- **What to produce**
Could you copy out all of the material below word for word, leaving out the pictures?
-- START Provided data --
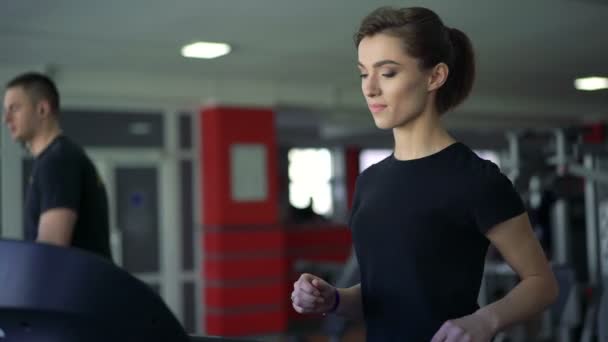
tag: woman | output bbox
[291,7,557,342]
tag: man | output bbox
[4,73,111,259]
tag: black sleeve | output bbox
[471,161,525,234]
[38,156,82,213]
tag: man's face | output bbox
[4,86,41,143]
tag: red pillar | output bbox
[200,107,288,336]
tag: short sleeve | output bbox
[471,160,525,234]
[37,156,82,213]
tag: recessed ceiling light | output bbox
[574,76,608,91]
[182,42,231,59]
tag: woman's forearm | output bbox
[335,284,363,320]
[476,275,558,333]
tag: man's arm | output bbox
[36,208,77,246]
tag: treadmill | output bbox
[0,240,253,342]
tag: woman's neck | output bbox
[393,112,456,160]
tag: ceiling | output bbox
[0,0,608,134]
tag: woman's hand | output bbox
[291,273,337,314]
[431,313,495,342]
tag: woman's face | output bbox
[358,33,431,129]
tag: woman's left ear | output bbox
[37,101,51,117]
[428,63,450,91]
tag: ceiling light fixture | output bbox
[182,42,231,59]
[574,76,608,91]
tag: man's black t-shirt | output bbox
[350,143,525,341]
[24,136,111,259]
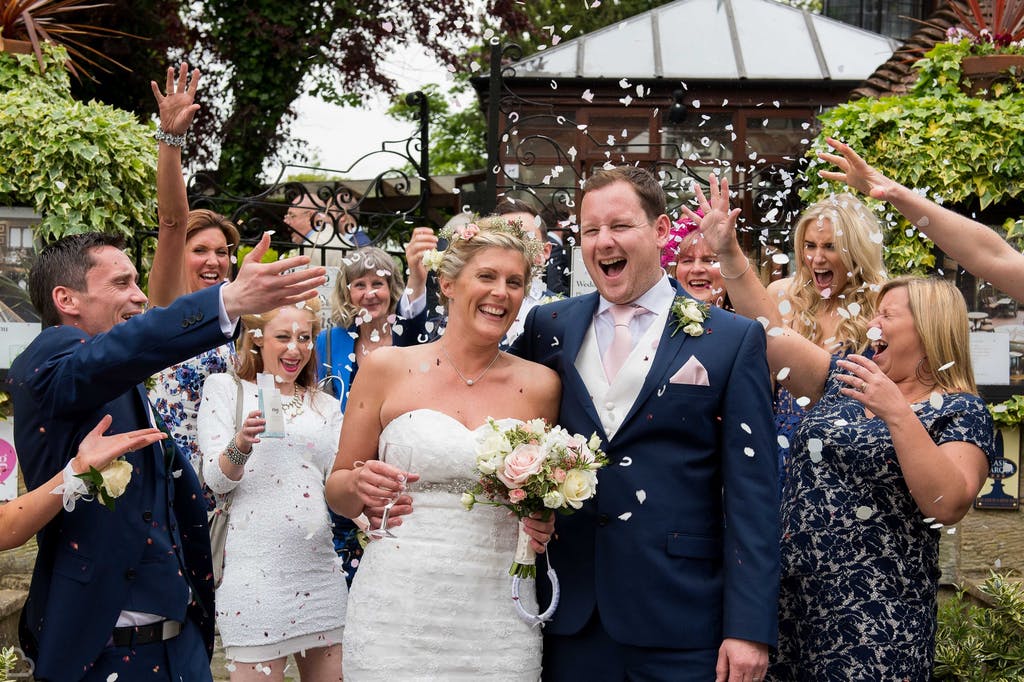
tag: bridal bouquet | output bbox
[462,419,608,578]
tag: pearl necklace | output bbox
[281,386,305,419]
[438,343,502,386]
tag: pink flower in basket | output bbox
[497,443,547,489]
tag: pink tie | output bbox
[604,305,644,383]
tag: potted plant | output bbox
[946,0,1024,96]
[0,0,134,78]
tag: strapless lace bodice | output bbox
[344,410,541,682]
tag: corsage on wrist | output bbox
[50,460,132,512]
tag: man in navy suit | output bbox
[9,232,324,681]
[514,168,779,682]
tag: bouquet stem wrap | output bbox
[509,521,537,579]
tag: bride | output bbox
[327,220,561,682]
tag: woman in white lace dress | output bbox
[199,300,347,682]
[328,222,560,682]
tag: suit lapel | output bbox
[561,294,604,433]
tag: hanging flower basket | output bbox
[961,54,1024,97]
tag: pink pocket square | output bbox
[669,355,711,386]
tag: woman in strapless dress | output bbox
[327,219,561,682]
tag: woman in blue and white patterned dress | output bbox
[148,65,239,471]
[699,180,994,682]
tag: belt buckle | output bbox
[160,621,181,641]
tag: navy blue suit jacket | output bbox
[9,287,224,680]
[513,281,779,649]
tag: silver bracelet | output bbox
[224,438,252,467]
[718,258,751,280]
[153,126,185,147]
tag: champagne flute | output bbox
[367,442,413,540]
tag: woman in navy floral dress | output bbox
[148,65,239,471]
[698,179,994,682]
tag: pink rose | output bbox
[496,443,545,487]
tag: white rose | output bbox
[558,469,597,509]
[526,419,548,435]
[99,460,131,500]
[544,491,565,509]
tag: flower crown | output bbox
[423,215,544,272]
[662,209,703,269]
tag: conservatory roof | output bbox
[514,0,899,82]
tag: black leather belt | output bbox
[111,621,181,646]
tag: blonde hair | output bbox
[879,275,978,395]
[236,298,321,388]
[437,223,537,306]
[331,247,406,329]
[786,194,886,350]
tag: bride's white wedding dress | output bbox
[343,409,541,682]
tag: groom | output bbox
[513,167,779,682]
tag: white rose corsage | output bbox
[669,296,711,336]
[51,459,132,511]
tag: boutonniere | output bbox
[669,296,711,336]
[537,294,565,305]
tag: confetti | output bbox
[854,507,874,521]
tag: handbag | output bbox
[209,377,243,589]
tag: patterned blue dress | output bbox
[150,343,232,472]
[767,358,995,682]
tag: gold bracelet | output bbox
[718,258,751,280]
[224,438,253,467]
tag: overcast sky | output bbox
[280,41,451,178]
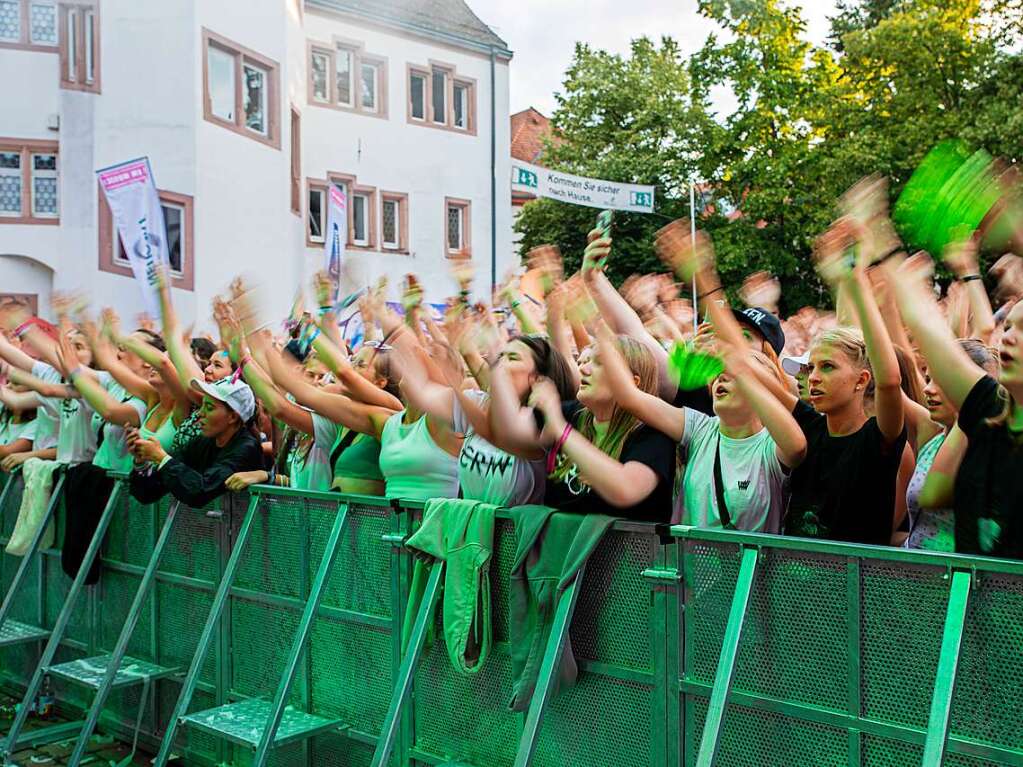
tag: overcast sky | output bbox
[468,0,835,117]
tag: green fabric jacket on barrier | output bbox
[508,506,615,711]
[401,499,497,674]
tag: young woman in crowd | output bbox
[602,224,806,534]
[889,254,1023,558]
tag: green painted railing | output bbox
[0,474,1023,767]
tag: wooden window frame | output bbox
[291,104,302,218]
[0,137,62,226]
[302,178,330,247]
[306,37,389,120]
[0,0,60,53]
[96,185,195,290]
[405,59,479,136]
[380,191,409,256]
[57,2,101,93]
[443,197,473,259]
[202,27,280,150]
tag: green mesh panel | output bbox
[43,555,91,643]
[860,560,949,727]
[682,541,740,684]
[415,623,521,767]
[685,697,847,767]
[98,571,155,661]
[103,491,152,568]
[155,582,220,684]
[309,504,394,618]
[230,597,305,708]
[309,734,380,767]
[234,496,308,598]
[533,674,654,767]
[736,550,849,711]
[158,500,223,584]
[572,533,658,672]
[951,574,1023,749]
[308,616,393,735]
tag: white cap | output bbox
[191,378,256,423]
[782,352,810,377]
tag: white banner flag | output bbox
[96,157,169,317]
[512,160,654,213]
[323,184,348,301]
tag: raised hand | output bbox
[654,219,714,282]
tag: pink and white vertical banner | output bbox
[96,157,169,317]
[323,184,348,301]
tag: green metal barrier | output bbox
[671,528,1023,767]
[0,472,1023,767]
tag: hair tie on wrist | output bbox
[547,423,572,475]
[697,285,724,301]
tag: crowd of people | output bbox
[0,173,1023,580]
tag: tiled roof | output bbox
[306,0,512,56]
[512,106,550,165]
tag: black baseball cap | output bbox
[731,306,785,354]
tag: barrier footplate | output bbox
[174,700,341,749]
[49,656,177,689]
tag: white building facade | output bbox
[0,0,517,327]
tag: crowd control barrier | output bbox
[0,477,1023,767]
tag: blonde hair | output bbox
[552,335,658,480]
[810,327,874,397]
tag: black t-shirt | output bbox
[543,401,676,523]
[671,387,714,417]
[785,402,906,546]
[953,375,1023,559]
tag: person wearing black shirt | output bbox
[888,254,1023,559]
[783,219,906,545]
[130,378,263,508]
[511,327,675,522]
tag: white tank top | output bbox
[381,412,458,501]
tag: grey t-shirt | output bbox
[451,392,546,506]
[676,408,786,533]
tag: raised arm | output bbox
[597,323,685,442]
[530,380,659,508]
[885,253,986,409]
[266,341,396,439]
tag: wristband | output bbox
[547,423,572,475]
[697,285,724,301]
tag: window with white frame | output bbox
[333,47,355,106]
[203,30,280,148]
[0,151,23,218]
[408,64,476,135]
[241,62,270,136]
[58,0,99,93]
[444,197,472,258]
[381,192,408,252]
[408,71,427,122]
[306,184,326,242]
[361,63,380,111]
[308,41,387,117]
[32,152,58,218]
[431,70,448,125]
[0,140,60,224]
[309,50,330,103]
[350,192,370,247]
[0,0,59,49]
-- END Provided data --
- **Problem solution**
tag: woman | output bbox
[291,7,557,342]
tag: man | output bbox
[4,73,111,259]
tag: black sleeve | output bbox
[471,161,525,234]
[38,156,82,213]
tag: man's face | output bbox
[4,86,41,143]
tag: red pillar | output bbox
[200,107,288,336]
tag: short sleeve | output bbox
[471,160,525,234]
[37,156,82,213]
tag: recessed ceiling light | output bbox
[574,76,608,91]
[182,42,231,59]
tag: woman's forearm | output bbox
[335,284,363,320]
[476,275,558,333]
tag: man's arm | output bbox
[36,208,77,246]
tag: treadmill | output bbox
[0,240,253,342]
tag: woman's neck | output bbox
[393,112,456,160]
tag: ceiling | output bbox
[0,0,608,134]
tag: woman's hand | output bbox
[291,273,337,314]
[431,313,495,342]
tag: woman's face | output bbox
[358,33,431,129]
tag: woman's left ear | output bbox
[37,101,51,117]
[428,63,450,91]
tag: ceiling light fixture | output bbox
[182,42,231,59]
[574,76,608,91]
tag: man's black t-shirt | output bbox
[350,143,525,341]
[24,136,111,259]
tag: bridal bouquet | output bbox
[462,419,608,578]
tag: pearl necklace | output bbox
[281,386,305,419]
[438,343,502,386]
tag: pink flower in basket | output bbox
[497,443,547,489]
tag: pink tie | output bbox
[604,305,644,383]
tag: potted plant | output bbox
[946,0,1024,96]
[0,0,134,78]
tag: strapless lace bodice | output bbox
[344,410,541,682]
tag: corsage on wrist | output bbox
[50,460,132,512]
tag: man in navy suit | output bbox
[9,232,324,681]
[514,168,779,682]
tag: bouquet stem wrap | output bbox
[509,521,537,579]
tag: bride | output bbox
[327,220,561,682]
tag: woman in white lace dress | output bbox
[199,300,347,682]
[328,222,560,682]
tag: suit lapel | output bbox
[561,294,604,433]
tag: hanging flower basket | output bbox
[961,54,1024,97]
tag: pink pocket square | output bbox
[669,355,711,386]
tag: woman in strapless dress | output bbox
[327,219,561,682]
tag: woman in blue and white patterned dress | output bbox
[148,65,239,471]
[699,180,994,682]
tag: belt buckle | output bbox
[160,621,181,641]
tag: navy blue suit jacket | output bbox
[9,287,224,680]
[513,281,779,649]
tag: silver bracelet | output bbox
[224,438,252,467]
[718,258,751,280]
[153,126,185,147]
tag: champagne flute | output bbox
[367,442,413,540]
tag: woman in navy floral dress | output bbox
[148,65,239,471]
[698,179,994,682]
tag: pink rose | output bbox
[496,443,545,487]
tag: white rose | output bbox
[558,469,597,509]
[526,419,548,435]
[99,460,131,500]
[544,491,565,509]
tag: flower crown | output bbox
[423,215,544,272]
[662,209,703,269]
tag: conservatory roof | output bbox
[514,0,899,82]
tag: black leather belt | output bbox
[111,621,181,646]
tag: blonde hair | output bbox
[879,275,978,395]
[236,298,321,388]
[437,223,537,306]
[331,247,406,329]
[786,194,886,350]
tag: bride's white wedding dress | output bbox
[343,409,541,682]
tag: groom | output bbox
[513,167,779,682]
tag: white rose corsage | output bbox
[669,296,711,336]
[51,459,132,511]
tag: boutonniere | output bbox
[669,296,711,336]
[537,294,565,305]
tag: confetti | output bbox
[854,507,874,521]
tag: handbag | output bbox
[209,377,243,589]
tag: patterned blue dress | output bbox
[150,343,232,472]
[767,358,995,682]
tag: gold bracelet | output bbox
[718,258,751,280]
[224,438,253,467]
tag: overcast sky | output bbox
[280,41,451,178]
tag: overcast sky | output bbox
[468,0,835,117]
tag: green fabric jacket on barrier | output bbox
[508,506,615,711]
[401,499,497,674]
tag: young woman in crowd | output bbox
[602,224,806,534]
[889,254,1023,558]
tag: green painted railing | output bbox
[0,474,1023,767]
tag: wooden window frame | output bbox
[291,104,302,218]
[0,137,62,226]
[302,178,330,247]
[306,37,389,120]
[0,0,60,53]
[96,185,195,290]
[405,59,479,136]
[380,191,409,256]
[57,2,101,93]
[443,197,473,259]
[202,27,280,150]
tag: green mesh panel | output bbox
[43,555,91,643]
[860,560,949,727]
[682,541,740,684]
[415,623,521,767]
[685,697,847,767]
[98,571,155,661]
[103,491,152,568]
[155,582,220,684]
[309,504,394,618]
[230,597,305,708]
[309,734,380,767]
[234,496,308,598]
[533,674,654,767]
[736,550,849,711]
[158,500,223,584]
[572,533,658,672]
[951,574,1023,749]
[308,616,393,735]
tag: white cap | output bbox
[191,378,256,423]
[782,352,810,377]
tag: white banner flag | output bbox
[96,157,169,317]
[512,160,654,213]
[323,184,348,301]
tag: raised hand | output bbox
[654,219,714,282]
tag: pink and white vertical banner | output bbox
[96,157,169,317]
[323,184,348,301]
tag: green metal barrier | output bbox
[671,528,1023,767]
[0,472,1023,767]
tag: hair tie on wrist | output bbox
[547,423,572,475]
[697,285,724,301]
tag: crowd of people | output bbox
[0,173,1023,580]
tag: tiled roof | output bbox
[306,0,512,56]
[512,106,550,165]
tag: black baseball cap | output bbox
[731,306,785,354]
tag: barrier footplate | output bbox
[174,700,341,749]
[49,656,177,689]
tag: white building facade | output bbox
[0,0,517,327]
tag: crowd control barrier | output bbox
[0,477,1023,767]
tag: blonde hair | output bbox
[552,335,658,480]
[810,327,874,397]
tag: black t-shirt | output bbox
[543,401,676,523]
[671,387,714,417]
[785,402,906,546]
[953,375,1023,559]
tag: person wearing black shirt | output bbox
[888,254,1023,559]
[783,219,906,545]
[130,378,263,508]
[511,327,675,522]
tag: white tank top | output bbox
[381,412,458,501]
tag: grey t-shirt | output bbox
[451,392,546,506]
[676,408,786,533]
tag: raised arm | output bbox
[597,323,685,442]
[530,380,659,508]
[885,253,986,409]
[266,341,396,439]
tag: wristband | output bbox
[547,423,572,475]
[697,285,724,301]
tag: window with white frame | output bbox
[333,47,355,106]
[203,30,280,148]
[0,151,23,218]
[408,64,476,135]
[241,62,270,136]
[58,0,99,93]
[444,197,472,258]
[381,192,408,252]
[408,71,427,122]
[306,184,326,242]
[361,63,380,111]
[308,41,387,117]
[32,152,58,218]
[431,70,448,125]
[0,140,60,224]
[309,50,330,103]
[350,192,370,247]
[0,0,59,49]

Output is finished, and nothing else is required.